==== TEXTE À LIRE
Le signe que le Tour de France Féminin et que le cyclisme féminin se porte bien, c'est qu'on a ajouté une étape supplémentaire pour l'été prochain, le Tour se disputera sur 9 étapes, c'est un signe positif, à quand les trois semaines chez les filles Evita?
Je pense que les trois semaines pas tout de suite, il va falloir prendre son temps et ne pas vouloir précipiter les choses par peur au final de griller des équipes. C'est difficile de comparer vraiment avec les garçons parce qu'ils ont des effectifs de 30, par exemple, au sein des équipes, alors que nous, l'année dernière, on était une quinzaine. Donc, c'est aussi compliqué d'en arriver direct à une course de trois semaines niveau organisationnel, même avec le staff et tout ça, mais je pense que oui, c'est une très bonne chose qu'il y ait une journée de plus cette année et on peut-être pouvoir continuer et arriver à deux semaines. En tout cas, physiquement, on est largement capable de le faire.
C’est la question que j'allais vous poser. Est-ce que physiquement vous pouvez tenir trois semaines ?
J'ai commencé mon premier Giro en sortant quand même des rangs juniors et c'était dix jours, sans jours de repos, donc c'est le maximum qu'on peut faire sans imposer une journée de repos et je suis ressortie vivante et ça allait très, très bien. Physiquement, on est largement capable de faire deux semaines, surtout si en plus on met un jour de récup, mais c'est juste que je pense que voilà, comme on disait, là Maintenant, la plupart des filles commencent à être vraiment professionnelles, mais il y a quelques temps, ce n'était pas le cas. Donc, quand on met quelqu'un sur le Tour de France qui a aussi un travail à côté, forcément, le niveau est hétérogène et c'est difficile de mettre tout le monde à ce niveau-là. Mais là, maintenant, les équipes se structurent de plus en plus. Donc, je pense qu'on va pouvoir ajouter des jours au fur et à mesure, mais il ne faut pas griller les étapes non plus.
Evita, comme le niveau devient un peu plus homogène, est-ce que vous voyez une différence au niveau des chutes et de la sécurité ? Parce que c'est vrai que quand t'as des filles qui ont un niveau un peu moindre, des fois, en voulant s'accrocher, elles peuvent faire des erreurs et ça peut emmener plusieurs filles au tapis et provoquer quelques fautes. Est-ce que vous avez l'impression que comme le niveau est de plus en plus compact, ça roule un peu plus propre?
Alors je dirais que oui, mais c'est vrai que sur le Tour, c'est particulier parce que comme on le voit aussi chez les hommes, il y a vraiment une pression supplémentaire par rapport aux autres courses, ce qui fait que dans tous les cas, les premières étapes, c'est vraiment tendu, surtout l'année dernière, c'était aux Pays-Bas. Il y avait énormément d'aménagements urbains, donc ça frottait et il y a souvent quelques chutes en début de tour. Et ça se voit aussi, d'ailleurs, chez les garçons, même si tout le monde a un niveau énorme, ça tombe toujours les premiers jours. Mais je pense que oui, par rapport, si on compare le premier tour et le tour de cette année, il n'y a pas forcément eu de chute.
========
COMPLÉTEZ CE QUI SUIT
• A. Répondez aux questions suivantes à partir du texte sur le Tour de France Féminin :
(i) Sur combien d'étapes se disputera le Tour l'été prochain ?
(ii) Combien de jours durait le premier Giro évoqué, et avec combien de jours de repos ?
(iii) Dans quel pays se courait le Tour l'année dernière ?
• B. Réécrivez plus brièvement, s'il vous plaît, le paragraphe du texte sur le Tour de France Féminin qui commence par « Je pense que les trois semaines pas tout de suite », en gardant ses faits principaux.
• C. Poursuivez le texte sur le Tour de France Féminin à partir de sa dernière phrase.
==== INFORMATIONS ENREGISTRÉES
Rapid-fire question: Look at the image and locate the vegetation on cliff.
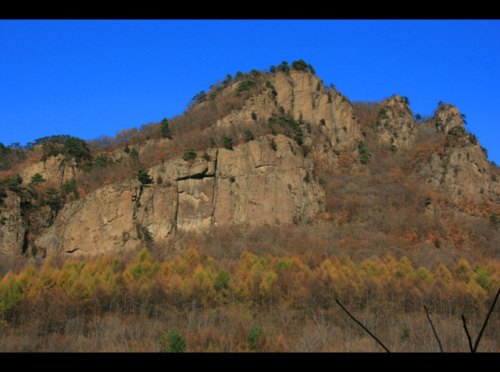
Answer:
[0,60,500,351]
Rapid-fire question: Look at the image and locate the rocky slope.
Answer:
[0,70,500,255]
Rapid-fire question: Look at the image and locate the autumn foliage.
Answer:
[0,243,500,352]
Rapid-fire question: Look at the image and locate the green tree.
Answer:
[161,118,172,139]
[28,173,45,187]
[224,137,233,150]
[64,137,92,164]
[160,331,186,353]
[45,187,63,212]
[243,129,254,142]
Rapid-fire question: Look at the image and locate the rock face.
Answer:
[20,154,80,186]
[0,70,500,255]
[420,105,500,201]
[35,135,325,254]
[0,191,26,256]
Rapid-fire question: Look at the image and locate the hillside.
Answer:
[0,59,500,257]
[0,61,500,351]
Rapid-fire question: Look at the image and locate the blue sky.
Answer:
[0,19,500,165]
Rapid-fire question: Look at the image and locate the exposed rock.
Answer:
[35,135,325,254]
[20,154,80,186]
[0,191,26,256]
[35,181,140,255]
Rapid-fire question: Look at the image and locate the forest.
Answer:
[0,60,500,352]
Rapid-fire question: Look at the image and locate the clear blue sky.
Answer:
[0,20,500,165]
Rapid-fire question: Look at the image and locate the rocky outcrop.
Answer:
[0,70,500,255]
[35,135,325,254]
[20,154,81,186]
[420,105,500,201]
[374,95,417,151]
[0,191,26,256]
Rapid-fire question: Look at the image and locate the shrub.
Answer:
[160,331,186,353]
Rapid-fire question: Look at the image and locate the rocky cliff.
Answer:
[0,70,500,255]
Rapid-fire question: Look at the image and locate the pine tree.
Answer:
[161,118,172,139]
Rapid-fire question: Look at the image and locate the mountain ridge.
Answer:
[0,63,500,262]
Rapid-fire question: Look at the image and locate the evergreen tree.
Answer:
[161,118,172,139]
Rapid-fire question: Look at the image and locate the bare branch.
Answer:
[462,315,474,353]
[473,288,500,352]
[424,305,443,352]
[335,299,390,353]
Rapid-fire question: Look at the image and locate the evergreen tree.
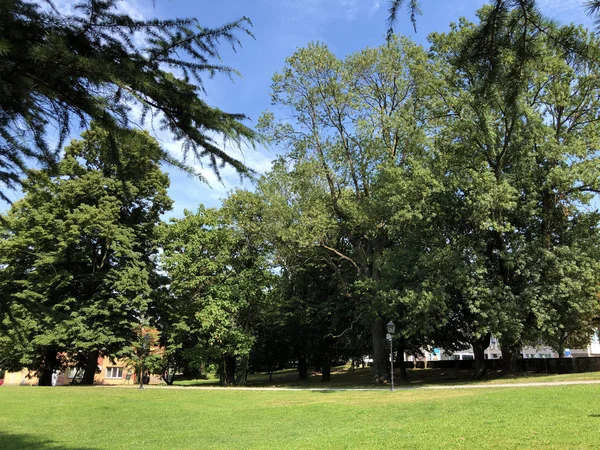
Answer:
[0,125,171,384]
[0,0,253,200]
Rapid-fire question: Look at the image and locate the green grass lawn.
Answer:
[0,385,600,449]
[175,365,600,388]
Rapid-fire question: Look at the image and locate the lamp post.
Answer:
[139,333,151,389]
[385,320,396,391]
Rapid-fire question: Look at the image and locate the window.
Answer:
[67,367,83,378]
[105,367,123,378]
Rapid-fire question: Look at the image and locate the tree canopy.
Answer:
[0,0,254,200]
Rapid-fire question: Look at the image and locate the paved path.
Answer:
[108,380,600,392]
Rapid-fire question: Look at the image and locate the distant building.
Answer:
[4,356,162,386]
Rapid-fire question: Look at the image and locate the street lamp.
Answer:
[385,320,396,391]
[139,333,151,389]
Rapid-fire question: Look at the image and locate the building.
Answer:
[4,356,163,386]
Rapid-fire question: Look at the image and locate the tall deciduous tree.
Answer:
[420,7,600,373]
[157,197,272,385]
[260,39,427,382]
[0,126,171,384]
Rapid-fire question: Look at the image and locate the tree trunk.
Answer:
[556,342,565,359]
[235,355,250,386]
[500,342,521,373]
[398,347,408,380]
[298,350,308,380]
[38,350,57,386]
[81,350,99,386]
[371,318,389,384]
[321,352,331,383]
[472,333,492,379]
[225,356,236,386]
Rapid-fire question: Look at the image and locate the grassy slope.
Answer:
[175,366,600,388]
[0,386,600,449]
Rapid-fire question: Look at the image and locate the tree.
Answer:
[259,39,427,382]
[0,125,171,384]
[157,197,271,385]
[420,7,600,374]
[0,0,253,200]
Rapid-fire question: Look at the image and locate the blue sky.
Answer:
[0,0,591,217]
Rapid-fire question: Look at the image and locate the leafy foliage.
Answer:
[0,0,253,200]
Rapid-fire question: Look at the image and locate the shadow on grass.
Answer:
[0,431,97,450]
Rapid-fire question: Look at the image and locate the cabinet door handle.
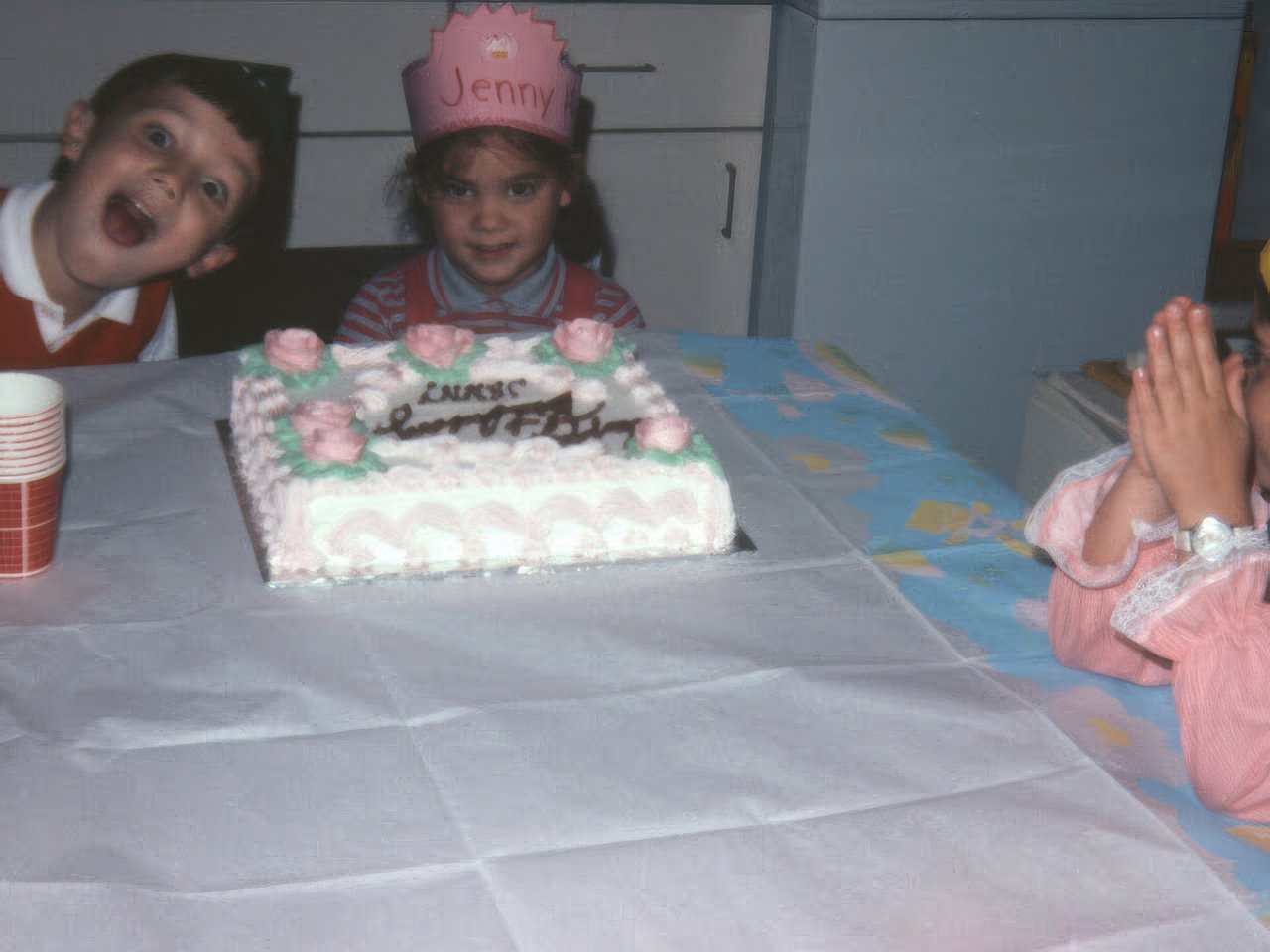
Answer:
[718,163,736,239]
[574,62,657,72]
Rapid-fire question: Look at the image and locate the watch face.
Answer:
[1193,516,1234,562]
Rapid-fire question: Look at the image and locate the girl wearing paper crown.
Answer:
[1028,245,1270,822]
[336,4,644,343]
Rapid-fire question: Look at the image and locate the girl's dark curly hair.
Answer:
[401,126,611,273]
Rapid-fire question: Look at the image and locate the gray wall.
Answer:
[1233,0,1270,240]
[752,0,1241,484]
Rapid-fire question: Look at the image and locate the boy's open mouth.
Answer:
[101,195,155,248]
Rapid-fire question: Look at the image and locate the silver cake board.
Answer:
[216,420,758,588]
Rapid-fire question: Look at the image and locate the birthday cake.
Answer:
[230,320,735,583]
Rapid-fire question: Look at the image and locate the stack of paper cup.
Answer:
[0,373,66,579]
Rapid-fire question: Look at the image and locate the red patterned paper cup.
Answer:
[0,373,66,482]
[0,372,66,416]
[0,467,64,579]
[0,407,64,436]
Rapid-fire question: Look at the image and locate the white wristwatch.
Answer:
[1174,516,1262,565]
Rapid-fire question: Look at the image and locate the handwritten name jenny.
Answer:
[437,66,555,119]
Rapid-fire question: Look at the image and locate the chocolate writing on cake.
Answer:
[375,391,639,447]
[416,377,528,404]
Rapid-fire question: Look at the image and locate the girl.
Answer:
[336,5,644,343]
[1028,262,1270,822]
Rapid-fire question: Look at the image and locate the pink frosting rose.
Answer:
[635,414,693,453]
[401,323,476,368]
[300,429,366,464]
[287,400,354,439]
[552,317,613,363]
[264,327,326,373]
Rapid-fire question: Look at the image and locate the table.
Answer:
[0,334,1270,952]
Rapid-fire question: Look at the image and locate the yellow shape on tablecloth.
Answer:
[790,453,833,472]
[812,343,883,390]
[684,357,724,384]
[1225,824,1270,853]
[1089,717,1133,748]
[877,426,934,453]
[872,548,944,579]
[904,499,970,540]
[997,537,1036,558]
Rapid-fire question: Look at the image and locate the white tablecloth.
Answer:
[0,335,1270,952]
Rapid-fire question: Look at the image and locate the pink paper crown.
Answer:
[401,4,581,146]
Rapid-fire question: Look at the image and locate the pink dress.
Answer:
[1028,447,1270,822]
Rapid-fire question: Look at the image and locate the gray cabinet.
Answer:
[753,0,1242,481]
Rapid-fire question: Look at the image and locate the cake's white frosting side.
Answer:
[231,336,735,580]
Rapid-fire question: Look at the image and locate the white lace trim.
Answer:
[1024,443,1178,588]
[1024,443,1129,545]
[1111,532,1270,641]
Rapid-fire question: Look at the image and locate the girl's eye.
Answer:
[203,178,230,204]
[146,126,172,149]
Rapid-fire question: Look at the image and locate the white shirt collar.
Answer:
[436,244,560,316]
[0,181,139,353]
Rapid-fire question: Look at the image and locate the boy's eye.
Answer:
[203,178,230,204]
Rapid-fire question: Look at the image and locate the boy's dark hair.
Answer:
[51,54,296,254]
[1252,255,1270,325]
[407,126,612,274]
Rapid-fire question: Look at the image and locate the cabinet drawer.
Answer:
[589,131,762,335]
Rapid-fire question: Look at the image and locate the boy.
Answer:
[0,54,290,369]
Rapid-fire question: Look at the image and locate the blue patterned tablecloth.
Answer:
[679,334,1270,924]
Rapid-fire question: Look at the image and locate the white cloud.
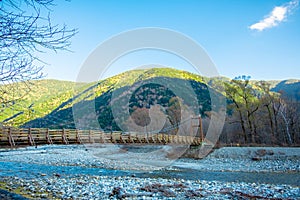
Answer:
[249,0,299,31]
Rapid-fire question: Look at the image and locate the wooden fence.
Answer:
[0,127,203,147]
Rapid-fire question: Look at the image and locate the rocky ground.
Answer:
[0,145,300,199]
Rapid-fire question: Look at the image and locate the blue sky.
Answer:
[41,0,300,81]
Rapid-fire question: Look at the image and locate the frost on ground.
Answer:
[0,144,300,199]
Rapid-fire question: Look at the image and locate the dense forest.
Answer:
[0,68,300,145]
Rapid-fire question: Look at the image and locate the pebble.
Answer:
[0,145,300,199]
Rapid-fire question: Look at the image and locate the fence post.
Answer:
[8,127,16,147]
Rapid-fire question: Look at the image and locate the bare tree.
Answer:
[0,0,77,109]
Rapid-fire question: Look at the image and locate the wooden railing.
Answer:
[0,127,203,147]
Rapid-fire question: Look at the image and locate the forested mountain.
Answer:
[0,68,300,145]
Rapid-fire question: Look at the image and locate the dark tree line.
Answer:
[220,79,300,145]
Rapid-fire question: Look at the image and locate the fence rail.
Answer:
[0,127,203,147]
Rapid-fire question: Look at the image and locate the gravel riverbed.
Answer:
[0,145,300,199]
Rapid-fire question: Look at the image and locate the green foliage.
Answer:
[0,68,299,131]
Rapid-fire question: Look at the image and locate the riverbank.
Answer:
[0,145,300,199]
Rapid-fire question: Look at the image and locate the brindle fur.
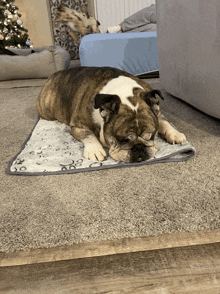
========
RÉPONSES CI-DESSOUS
• A.
(i) Sur 9 étapes.
(ii) Dix jours, sans aucun jour de repos.
(iii) Aux Pays-Bas.

• B. Les trois semaines, ce n'est pas pour tout de suite : il faut prendre son temps pour ne pas griller des équipes. La comparaison avec les garçons est difficile, car leurs équipes comptent par exemple 30 coureurs, contre une quinzaine chez nous l'année dernière, ce qui complique l'organisation, staff compris. Une journée de plus cette année est une très bonne chose, et on pourrait arriver à deux semaines. Physiquement, on en est largement capables.

• C.
Il y a eu une chute sur le Tour de France, c'est celle de Demi Vollering justement, qui lui a un peu couté le Tour, mais pour le coup, elle a eu lieu plutôt devant et en fin d'étape…
Oui, c'est sûr ça arrive toujours des chutes. Malheureusement maintenant, tout le monde veut arriver au même endroit devant. il n'y a pas la place pour tout le monde, et ça c'est exactement pareil chez les garçons. Et voilà, ça entraîne des fois des chutes.
Evita, le Tour de France, vous avez terminé à une très belle quatrième place, à un peu plus d’une minute du podium, votre meilleur classement même si on vous avait senti un peu en août dernier au soir de l'arrivée à l'Alpe d'Huez. Ce podium, vous pensiez pouvoir l'atteindre?
Oui c'était vraiment l'objectif. Je savais que la première place allait être difficile mais après ce que j'avais fait sur la Vuelta, je savais qu'en montagne, j'avais largement le podium dans les jambes et qu'après ça allait se jouer sur un chrono, sur des étapes un peu de transition notamment aussi les premières étapes et c'est vrai qu'au final il n'a pas manqué grand chose mais en même temps un peu plus que les trois premières qui se sont jouées les places à, quelques secondes. C'est vrai que j'étais déçue. Je savais aussi que Demi arrivait cette année et que dans ma tête voilà j'étais leader à 100% pour la première fois aussi sur un Tour de France et c'était énormément de pression et je pense que quand la pression est redescendue, c'était dur un peu à appréhender parce que j'espérais faire troisième et c'était la pire place, au final quatrième, mais je n'ai pas de regrets, j'ai donné mon maximum, ça s'est pas joué à une poignée de secondes, donc après coup je pense que je suis quand même satisfaite.
Et comment vous avez vécu ce scénario un peu fou dans le final ? Pour rappel, il y a Vollering et Rooijakers qui sont toutes les deux parties devant et avec Kasia Niewiadoma, qui essaie de sauver son maillot jaune derrière, vous êtes avec elle… Comment l’avez-vous vécu, ce qui est peut-être le scénario le plus fou de l'année cycliste 2024 ?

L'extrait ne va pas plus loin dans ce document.